#### [INPUT DATA]
________________
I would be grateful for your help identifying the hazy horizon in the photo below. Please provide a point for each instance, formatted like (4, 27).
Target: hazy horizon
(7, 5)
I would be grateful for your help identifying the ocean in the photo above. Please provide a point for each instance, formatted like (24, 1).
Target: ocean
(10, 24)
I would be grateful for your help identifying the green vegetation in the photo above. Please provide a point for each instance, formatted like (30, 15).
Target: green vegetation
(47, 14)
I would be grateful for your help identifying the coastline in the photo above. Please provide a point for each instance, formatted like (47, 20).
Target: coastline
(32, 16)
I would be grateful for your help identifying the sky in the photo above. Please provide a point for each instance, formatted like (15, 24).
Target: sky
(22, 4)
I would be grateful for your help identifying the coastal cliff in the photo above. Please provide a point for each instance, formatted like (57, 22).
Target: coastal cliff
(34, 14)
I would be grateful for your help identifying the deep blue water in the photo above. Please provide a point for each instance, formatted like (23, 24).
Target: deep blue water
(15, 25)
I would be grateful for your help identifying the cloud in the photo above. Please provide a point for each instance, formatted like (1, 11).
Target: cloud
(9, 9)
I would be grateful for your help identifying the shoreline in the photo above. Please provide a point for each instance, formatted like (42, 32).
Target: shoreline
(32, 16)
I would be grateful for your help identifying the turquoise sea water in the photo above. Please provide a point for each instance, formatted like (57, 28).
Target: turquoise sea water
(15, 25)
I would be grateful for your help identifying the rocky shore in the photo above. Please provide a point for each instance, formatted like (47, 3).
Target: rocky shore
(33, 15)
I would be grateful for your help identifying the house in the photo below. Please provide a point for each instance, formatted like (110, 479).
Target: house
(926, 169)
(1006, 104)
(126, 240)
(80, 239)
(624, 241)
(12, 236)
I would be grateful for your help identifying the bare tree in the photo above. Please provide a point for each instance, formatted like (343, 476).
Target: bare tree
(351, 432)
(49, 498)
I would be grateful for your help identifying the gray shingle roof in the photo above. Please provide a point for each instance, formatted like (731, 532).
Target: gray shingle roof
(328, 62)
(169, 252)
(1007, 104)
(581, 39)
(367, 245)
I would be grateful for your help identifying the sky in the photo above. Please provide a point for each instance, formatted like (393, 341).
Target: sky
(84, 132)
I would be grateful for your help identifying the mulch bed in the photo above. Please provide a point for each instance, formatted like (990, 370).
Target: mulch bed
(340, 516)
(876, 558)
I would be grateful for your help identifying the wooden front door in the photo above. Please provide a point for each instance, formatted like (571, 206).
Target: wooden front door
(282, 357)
________________
Write out each line above that contains the word "below".

#### [ANSWER SECTION]
I would be grateful for your help identifying the hazy horizon in the photo below. Please provide a point for each instance, formatted like (4, 27).
I would be grateful for your help identifying the house in the photo below. Please provide a point for each instance, formatted like (110, 479).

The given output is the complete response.